- Record list:
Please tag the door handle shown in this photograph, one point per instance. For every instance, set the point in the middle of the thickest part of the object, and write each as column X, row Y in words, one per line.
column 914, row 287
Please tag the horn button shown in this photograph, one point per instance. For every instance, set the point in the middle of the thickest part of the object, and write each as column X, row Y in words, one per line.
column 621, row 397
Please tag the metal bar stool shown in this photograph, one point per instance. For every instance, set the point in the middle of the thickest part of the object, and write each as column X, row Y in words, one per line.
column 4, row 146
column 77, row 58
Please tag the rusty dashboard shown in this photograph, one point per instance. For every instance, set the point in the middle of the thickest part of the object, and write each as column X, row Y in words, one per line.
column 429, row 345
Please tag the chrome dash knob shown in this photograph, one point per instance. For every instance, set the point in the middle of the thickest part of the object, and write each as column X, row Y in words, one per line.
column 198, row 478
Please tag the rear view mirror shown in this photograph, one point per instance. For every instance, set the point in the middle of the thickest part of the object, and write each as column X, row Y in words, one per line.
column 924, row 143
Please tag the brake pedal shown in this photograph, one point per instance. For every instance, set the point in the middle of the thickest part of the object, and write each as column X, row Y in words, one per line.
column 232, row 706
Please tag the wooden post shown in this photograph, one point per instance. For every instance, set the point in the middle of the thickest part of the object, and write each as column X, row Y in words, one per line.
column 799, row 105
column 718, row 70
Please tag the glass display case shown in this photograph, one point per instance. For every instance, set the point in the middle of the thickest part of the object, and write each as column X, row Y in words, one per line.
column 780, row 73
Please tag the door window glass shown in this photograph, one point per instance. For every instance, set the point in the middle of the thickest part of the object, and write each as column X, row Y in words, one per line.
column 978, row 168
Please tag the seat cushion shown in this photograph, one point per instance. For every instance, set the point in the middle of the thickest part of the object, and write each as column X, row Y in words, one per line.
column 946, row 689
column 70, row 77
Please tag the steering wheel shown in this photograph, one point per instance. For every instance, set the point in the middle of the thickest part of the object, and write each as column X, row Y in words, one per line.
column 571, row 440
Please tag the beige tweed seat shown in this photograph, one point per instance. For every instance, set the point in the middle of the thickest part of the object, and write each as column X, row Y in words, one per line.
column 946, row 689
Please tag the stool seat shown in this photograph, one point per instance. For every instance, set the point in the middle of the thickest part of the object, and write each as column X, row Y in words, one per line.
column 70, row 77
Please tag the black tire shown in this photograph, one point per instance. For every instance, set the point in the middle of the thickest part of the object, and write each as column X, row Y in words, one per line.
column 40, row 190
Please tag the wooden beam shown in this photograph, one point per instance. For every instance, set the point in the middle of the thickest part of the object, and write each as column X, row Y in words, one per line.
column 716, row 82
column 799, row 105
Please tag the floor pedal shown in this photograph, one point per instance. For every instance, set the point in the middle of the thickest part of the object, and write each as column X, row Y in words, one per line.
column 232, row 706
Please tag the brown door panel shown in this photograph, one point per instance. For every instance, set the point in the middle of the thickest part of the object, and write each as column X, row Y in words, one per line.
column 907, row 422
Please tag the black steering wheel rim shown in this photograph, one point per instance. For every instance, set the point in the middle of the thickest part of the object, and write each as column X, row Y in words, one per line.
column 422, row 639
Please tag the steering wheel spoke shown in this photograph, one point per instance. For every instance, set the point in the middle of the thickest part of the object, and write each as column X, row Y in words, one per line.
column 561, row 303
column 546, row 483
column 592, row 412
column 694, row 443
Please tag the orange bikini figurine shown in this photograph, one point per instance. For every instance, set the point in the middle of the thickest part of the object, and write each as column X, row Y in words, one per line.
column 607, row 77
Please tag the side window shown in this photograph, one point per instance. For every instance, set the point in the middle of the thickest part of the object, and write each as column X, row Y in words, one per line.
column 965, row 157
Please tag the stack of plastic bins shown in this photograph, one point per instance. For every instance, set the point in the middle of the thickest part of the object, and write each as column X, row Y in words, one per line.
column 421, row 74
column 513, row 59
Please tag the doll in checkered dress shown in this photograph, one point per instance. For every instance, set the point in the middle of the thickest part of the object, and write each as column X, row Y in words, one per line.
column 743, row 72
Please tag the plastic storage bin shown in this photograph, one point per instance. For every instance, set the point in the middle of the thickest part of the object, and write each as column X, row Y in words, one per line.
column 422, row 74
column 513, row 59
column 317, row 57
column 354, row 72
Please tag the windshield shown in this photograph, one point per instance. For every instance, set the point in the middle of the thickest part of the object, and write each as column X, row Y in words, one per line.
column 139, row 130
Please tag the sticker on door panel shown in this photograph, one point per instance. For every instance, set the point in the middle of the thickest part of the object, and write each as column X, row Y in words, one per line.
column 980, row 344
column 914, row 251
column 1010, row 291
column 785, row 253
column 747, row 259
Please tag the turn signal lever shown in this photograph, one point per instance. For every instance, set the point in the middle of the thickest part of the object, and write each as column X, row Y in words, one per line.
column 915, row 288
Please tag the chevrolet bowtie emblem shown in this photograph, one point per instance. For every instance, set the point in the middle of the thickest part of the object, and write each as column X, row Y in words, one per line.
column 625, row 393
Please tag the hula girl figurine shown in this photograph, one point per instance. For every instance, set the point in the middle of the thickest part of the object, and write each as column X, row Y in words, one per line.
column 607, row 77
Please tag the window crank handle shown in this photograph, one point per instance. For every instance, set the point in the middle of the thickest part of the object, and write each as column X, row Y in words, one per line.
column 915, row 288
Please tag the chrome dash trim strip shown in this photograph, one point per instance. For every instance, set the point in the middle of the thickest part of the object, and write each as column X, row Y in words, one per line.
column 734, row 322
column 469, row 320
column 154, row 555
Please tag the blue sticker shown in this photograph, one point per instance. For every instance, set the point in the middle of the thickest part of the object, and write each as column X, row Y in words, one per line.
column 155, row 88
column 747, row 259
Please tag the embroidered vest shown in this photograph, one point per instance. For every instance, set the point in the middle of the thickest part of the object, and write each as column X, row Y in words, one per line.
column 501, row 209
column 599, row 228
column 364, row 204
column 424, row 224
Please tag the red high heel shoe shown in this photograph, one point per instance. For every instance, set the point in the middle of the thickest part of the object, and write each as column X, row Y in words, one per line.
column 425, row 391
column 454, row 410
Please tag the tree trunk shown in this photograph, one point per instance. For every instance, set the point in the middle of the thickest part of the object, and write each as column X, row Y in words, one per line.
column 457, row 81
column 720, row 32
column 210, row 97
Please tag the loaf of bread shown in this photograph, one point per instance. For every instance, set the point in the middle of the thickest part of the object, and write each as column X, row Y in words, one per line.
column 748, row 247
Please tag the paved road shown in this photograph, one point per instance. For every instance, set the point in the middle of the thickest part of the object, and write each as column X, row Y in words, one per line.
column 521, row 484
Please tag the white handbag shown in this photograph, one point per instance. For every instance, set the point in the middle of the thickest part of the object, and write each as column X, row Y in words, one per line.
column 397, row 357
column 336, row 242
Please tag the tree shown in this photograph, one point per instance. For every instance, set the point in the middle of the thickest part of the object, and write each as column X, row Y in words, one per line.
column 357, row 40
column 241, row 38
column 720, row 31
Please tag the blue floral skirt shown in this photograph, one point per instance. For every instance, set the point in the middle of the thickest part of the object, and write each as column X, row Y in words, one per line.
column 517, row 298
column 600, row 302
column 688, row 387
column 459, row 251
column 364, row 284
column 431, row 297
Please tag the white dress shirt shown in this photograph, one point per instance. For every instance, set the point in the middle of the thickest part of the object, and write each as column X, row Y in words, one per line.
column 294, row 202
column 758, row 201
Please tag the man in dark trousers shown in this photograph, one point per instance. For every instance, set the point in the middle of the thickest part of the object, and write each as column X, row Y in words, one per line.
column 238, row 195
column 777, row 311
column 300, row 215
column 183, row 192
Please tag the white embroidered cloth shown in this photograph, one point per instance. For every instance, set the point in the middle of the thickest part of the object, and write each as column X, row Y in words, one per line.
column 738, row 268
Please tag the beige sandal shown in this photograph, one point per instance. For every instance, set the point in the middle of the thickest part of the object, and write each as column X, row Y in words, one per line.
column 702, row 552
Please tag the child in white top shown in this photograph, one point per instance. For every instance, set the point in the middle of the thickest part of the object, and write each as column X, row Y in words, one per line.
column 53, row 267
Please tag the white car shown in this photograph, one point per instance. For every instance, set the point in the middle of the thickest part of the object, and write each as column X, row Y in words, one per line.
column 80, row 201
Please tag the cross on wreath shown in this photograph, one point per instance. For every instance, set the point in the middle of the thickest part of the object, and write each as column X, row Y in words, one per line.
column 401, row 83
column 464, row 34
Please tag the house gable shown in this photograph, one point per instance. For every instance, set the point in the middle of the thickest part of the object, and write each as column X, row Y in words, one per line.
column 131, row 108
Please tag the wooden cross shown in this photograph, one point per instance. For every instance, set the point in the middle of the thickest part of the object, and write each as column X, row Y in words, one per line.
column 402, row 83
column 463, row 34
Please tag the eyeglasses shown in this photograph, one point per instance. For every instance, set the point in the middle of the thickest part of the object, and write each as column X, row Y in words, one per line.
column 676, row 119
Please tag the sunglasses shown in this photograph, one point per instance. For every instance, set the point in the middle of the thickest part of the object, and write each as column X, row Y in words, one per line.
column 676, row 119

- Task to carry out:
Copy out everything from the line containing "Please tag the black tire" down to the line containing "column 40, row 190", both of those lines included, with no changes.

- Full solution:
Please tag the black tire shown in this photograph, one point per instance. For every instance, set the point in the middle of the thickest part of the object, and write each as column X, row Y in words, one per line.
column 40, row 190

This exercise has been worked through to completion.